## Problem description
Search the data for the string "small" and copy each line in which it appears.

## Material to process
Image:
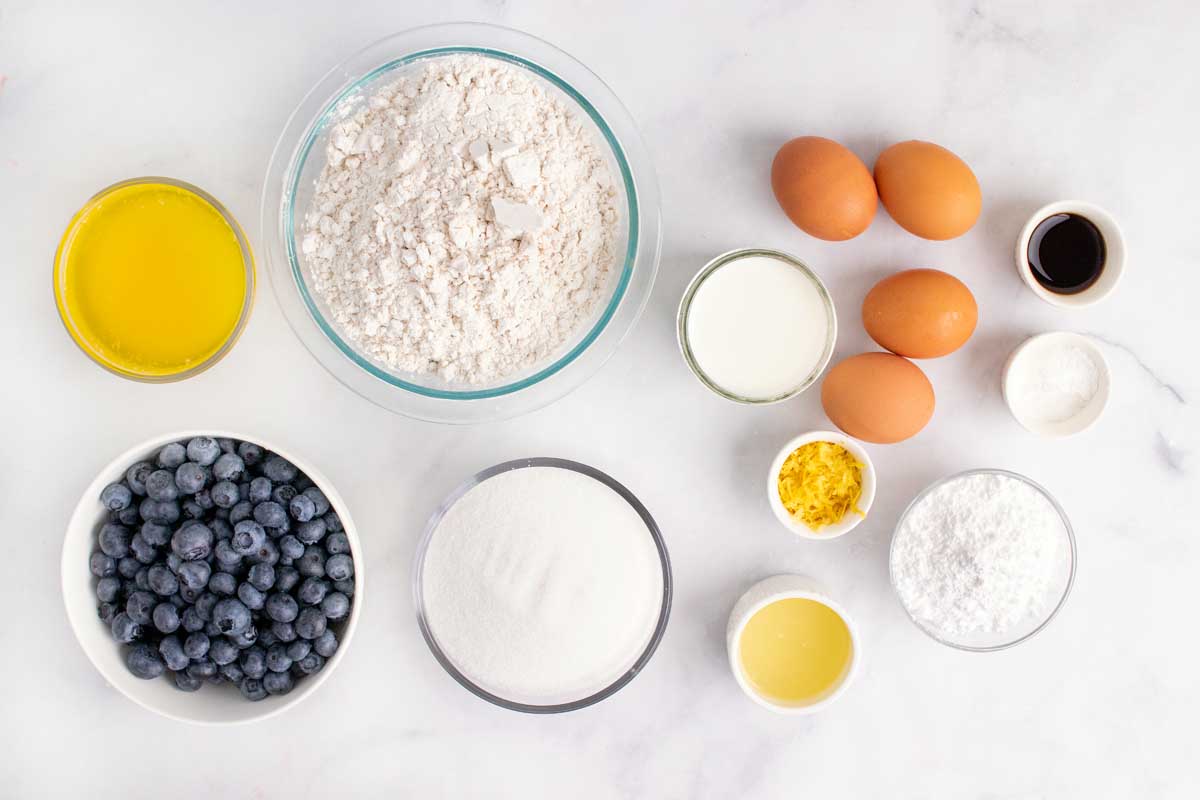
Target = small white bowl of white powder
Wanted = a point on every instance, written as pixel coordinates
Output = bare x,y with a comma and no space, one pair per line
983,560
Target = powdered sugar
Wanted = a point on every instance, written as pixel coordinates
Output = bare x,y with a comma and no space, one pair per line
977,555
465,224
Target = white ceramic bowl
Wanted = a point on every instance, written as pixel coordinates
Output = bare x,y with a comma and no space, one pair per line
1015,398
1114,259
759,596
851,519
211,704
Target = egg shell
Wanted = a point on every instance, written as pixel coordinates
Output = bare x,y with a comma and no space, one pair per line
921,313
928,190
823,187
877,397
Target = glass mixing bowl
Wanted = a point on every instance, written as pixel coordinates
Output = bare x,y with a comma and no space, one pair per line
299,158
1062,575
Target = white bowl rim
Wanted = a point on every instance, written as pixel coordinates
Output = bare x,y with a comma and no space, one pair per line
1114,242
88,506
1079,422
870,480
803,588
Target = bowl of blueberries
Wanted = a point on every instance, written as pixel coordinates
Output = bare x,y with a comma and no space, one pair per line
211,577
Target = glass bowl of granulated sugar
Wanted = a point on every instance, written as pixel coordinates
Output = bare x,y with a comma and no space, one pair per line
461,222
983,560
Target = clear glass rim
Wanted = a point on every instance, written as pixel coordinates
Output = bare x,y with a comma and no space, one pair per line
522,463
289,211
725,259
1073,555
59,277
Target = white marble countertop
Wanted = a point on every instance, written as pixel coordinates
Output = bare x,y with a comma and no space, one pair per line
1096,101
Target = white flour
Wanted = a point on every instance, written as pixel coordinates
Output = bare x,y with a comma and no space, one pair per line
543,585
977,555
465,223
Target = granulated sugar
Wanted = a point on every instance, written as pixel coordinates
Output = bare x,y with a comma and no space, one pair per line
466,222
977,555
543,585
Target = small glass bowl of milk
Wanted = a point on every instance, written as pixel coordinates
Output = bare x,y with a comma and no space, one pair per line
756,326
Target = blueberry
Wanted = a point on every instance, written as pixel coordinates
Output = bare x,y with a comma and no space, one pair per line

## Finished exercise
Target = small white bowl of white powder
Target = small glass bowl of milk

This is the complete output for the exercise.